Task description: Extract every line below that contains the word "give".

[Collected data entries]
▬▬▬▬▬▬
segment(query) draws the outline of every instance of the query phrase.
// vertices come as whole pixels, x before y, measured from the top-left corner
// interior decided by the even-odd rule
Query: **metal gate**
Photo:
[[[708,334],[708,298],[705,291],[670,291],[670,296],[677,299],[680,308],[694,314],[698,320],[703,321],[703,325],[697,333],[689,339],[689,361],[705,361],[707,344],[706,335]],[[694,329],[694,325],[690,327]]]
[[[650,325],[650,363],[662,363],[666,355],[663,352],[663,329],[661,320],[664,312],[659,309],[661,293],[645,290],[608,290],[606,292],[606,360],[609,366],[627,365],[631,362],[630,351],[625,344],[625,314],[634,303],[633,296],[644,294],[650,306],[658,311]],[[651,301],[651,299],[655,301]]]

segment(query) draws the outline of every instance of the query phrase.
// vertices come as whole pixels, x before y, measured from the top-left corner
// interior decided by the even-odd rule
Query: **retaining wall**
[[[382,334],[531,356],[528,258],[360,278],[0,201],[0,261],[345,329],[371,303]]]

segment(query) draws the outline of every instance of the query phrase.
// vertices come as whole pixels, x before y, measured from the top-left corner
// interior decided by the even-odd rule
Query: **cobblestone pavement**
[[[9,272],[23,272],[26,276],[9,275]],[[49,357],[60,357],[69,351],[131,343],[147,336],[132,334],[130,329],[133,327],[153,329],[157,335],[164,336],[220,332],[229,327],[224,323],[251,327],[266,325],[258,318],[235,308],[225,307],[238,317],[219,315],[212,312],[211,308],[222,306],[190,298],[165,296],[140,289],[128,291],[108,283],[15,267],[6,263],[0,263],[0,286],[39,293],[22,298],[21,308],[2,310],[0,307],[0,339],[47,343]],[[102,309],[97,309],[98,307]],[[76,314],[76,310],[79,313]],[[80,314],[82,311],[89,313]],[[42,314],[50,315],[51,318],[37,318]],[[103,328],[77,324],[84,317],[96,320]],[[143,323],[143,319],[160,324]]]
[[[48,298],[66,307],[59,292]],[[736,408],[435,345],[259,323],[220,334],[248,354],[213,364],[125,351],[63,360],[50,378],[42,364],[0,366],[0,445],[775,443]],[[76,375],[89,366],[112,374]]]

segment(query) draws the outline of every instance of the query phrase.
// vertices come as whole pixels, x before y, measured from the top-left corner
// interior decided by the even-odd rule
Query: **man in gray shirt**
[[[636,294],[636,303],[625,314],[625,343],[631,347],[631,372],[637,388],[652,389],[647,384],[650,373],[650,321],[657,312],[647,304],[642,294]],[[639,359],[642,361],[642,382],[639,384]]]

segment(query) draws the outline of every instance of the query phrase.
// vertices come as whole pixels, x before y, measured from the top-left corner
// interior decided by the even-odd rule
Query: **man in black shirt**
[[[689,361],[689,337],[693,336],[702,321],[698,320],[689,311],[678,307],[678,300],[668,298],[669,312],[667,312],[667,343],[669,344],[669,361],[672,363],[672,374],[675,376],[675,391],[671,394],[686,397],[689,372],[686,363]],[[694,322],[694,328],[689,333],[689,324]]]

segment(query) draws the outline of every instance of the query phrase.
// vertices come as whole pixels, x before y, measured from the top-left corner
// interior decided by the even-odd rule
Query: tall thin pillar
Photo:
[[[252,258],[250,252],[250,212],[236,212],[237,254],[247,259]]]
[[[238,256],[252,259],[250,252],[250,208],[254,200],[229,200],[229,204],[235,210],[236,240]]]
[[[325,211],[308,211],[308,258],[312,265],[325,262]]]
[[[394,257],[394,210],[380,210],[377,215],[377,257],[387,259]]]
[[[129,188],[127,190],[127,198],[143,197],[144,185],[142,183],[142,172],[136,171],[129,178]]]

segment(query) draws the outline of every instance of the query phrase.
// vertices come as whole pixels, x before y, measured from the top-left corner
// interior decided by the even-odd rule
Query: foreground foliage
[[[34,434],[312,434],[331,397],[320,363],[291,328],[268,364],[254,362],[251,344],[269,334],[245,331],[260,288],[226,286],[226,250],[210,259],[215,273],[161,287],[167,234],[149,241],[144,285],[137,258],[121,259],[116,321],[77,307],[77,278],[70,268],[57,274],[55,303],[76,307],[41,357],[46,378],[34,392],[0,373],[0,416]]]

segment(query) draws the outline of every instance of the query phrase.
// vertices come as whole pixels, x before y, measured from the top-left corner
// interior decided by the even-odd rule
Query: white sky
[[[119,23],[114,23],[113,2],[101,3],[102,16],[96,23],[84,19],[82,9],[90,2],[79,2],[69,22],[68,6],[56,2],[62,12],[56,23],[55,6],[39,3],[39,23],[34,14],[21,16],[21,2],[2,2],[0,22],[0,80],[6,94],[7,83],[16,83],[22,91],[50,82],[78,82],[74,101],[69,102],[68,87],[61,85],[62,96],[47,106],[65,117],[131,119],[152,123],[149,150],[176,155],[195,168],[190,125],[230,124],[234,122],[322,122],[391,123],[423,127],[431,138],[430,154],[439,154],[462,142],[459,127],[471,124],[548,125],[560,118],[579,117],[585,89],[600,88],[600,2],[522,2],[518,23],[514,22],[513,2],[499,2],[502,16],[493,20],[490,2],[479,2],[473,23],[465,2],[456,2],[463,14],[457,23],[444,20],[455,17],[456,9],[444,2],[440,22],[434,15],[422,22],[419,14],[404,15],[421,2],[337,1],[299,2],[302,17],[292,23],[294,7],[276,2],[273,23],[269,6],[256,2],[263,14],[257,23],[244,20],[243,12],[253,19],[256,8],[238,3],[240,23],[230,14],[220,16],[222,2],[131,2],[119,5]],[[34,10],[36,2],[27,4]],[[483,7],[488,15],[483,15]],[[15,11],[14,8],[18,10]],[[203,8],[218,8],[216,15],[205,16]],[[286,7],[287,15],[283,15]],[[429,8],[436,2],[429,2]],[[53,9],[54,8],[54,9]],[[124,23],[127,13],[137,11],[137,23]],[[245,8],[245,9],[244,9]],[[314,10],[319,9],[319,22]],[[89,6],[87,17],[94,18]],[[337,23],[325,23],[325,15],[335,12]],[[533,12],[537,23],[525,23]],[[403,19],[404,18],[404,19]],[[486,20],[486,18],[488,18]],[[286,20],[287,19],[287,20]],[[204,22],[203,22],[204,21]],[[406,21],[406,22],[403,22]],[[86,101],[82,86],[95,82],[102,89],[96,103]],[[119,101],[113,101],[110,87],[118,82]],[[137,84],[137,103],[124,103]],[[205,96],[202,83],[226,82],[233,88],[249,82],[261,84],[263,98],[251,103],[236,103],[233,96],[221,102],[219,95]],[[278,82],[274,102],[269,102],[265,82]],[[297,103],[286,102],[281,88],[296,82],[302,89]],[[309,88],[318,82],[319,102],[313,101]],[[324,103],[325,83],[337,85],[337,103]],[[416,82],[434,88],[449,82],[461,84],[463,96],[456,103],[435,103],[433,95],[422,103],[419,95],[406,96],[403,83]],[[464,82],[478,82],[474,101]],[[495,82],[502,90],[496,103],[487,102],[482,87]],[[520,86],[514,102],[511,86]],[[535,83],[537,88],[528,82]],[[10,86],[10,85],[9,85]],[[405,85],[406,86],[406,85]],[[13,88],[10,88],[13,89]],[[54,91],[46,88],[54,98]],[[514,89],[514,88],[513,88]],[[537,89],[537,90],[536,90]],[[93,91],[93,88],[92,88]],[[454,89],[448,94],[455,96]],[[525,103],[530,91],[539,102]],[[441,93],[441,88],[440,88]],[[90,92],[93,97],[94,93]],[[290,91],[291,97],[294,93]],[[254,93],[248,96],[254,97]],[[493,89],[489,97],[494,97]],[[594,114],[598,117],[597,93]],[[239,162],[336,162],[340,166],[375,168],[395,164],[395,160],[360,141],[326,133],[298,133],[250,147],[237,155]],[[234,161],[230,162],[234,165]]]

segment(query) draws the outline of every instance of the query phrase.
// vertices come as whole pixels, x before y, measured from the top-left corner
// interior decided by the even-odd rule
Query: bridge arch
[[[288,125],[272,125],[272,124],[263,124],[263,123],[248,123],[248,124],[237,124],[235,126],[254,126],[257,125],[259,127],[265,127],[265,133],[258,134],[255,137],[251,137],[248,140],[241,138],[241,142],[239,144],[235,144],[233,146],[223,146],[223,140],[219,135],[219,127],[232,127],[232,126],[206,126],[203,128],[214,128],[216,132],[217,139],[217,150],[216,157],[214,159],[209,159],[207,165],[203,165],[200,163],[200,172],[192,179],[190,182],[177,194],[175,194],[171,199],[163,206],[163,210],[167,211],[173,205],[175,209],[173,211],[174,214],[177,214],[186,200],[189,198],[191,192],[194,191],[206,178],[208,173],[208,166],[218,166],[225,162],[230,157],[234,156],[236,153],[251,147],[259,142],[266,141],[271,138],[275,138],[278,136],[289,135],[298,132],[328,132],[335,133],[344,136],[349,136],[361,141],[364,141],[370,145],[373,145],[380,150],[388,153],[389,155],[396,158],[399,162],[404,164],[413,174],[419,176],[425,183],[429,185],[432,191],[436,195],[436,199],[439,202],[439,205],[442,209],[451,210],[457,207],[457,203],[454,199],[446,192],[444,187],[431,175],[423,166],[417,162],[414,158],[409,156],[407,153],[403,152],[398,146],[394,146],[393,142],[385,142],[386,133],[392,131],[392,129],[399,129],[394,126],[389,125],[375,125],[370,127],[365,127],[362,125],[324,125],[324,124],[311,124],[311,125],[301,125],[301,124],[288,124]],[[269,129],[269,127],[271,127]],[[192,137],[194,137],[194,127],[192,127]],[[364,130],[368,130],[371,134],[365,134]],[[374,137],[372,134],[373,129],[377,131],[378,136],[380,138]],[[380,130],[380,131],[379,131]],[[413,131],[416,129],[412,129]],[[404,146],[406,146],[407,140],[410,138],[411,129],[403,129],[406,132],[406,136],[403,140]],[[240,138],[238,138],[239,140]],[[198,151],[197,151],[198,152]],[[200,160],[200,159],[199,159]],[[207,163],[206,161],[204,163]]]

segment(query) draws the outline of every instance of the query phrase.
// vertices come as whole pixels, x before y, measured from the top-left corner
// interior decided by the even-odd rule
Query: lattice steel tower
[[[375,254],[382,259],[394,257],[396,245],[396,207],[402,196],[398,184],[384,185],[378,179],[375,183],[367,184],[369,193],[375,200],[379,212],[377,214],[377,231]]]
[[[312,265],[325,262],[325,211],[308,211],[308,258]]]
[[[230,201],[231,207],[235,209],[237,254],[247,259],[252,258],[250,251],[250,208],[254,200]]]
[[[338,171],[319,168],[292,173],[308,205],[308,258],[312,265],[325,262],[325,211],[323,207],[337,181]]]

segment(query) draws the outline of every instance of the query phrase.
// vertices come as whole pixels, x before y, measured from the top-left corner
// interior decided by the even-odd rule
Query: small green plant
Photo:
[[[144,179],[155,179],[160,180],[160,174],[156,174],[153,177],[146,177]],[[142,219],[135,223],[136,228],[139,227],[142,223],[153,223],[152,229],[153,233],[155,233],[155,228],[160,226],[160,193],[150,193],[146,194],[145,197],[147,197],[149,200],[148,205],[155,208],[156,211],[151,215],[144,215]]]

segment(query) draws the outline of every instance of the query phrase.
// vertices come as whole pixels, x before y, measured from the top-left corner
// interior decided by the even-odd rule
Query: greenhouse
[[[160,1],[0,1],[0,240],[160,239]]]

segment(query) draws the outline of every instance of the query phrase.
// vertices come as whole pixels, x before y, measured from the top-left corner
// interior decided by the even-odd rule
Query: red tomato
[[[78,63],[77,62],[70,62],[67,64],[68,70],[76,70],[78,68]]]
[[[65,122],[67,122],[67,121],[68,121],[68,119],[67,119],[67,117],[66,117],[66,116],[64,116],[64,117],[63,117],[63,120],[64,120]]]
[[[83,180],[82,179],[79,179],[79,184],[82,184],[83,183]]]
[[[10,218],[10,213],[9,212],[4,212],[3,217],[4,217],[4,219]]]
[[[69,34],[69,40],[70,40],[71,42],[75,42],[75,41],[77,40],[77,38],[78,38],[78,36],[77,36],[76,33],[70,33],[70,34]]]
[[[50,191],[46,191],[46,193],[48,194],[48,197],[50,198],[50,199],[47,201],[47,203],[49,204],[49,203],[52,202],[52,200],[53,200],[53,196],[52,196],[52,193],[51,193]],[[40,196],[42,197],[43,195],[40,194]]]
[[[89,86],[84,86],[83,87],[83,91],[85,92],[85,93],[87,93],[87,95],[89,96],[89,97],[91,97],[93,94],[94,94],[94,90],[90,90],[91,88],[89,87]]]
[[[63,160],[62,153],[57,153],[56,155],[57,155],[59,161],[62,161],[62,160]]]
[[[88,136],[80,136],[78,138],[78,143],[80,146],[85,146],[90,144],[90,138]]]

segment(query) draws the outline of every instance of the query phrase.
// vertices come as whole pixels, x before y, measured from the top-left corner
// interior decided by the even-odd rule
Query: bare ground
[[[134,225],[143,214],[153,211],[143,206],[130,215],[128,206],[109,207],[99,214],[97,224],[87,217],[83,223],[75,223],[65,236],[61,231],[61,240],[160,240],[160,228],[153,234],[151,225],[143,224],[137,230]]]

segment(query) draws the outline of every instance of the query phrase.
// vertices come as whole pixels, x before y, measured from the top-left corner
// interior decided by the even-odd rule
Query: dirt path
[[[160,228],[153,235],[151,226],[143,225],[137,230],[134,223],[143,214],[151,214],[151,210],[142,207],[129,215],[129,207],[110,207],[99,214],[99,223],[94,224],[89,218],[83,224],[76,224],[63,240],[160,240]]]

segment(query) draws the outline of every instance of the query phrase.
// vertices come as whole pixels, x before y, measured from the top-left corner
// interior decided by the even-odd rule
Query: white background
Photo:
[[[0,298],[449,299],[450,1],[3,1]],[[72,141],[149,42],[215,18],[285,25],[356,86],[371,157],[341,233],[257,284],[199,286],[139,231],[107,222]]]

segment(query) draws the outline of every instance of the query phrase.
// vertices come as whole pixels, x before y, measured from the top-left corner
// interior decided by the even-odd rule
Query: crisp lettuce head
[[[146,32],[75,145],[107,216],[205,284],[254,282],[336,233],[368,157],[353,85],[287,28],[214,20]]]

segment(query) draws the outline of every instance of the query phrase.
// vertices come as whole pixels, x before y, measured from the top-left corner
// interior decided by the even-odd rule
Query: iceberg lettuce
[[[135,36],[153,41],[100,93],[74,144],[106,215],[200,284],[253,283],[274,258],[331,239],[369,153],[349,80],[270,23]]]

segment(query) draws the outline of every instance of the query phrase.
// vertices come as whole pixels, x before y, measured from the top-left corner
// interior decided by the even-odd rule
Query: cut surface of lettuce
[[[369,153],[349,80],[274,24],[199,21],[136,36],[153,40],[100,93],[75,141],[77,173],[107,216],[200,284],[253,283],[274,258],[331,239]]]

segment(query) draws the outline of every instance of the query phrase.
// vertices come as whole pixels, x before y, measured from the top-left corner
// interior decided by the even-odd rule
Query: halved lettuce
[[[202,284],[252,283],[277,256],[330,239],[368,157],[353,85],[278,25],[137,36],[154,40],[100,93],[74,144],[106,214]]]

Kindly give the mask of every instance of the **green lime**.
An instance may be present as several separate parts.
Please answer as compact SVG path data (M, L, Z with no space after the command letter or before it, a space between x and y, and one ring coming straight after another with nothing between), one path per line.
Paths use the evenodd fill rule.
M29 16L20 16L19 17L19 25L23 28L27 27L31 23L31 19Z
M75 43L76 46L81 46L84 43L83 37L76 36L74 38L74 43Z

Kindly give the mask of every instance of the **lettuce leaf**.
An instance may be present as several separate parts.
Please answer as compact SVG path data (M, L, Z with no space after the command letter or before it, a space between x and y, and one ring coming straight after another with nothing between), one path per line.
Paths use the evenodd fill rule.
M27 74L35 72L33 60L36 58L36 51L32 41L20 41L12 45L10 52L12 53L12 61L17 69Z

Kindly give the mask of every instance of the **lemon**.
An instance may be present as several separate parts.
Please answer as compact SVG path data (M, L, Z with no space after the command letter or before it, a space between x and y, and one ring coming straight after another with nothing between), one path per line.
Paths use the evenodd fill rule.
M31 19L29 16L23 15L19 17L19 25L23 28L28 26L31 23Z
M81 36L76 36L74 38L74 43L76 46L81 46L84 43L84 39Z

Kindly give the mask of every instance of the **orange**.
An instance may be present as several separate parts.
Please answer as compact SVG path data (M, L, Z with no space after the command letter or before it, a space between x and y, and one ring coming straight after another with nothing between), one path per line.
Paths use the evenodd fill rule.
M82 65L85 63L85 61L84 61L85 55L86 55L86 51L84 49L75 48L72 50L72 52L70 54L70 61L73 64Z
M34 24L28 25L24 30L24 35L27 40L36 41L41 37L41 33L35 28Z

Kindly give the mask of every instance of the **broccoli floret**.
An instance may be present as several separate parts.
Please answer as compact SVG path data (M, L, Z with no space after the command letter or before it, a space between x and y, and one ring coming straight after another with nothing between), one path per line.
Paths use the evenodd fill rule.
▬▬▬▬▬▬
Answer to the exercise:
Kindly give the mask of every instance of the **green lime**.
Kindly give the mask of every instance of the **lettuce leaf**.
Kindly give the mask of every instance of the **lemon**.
Kindly give the mask of every instance of the **orange**.
Kindly give the mask of every instance of the **broccoli floret**.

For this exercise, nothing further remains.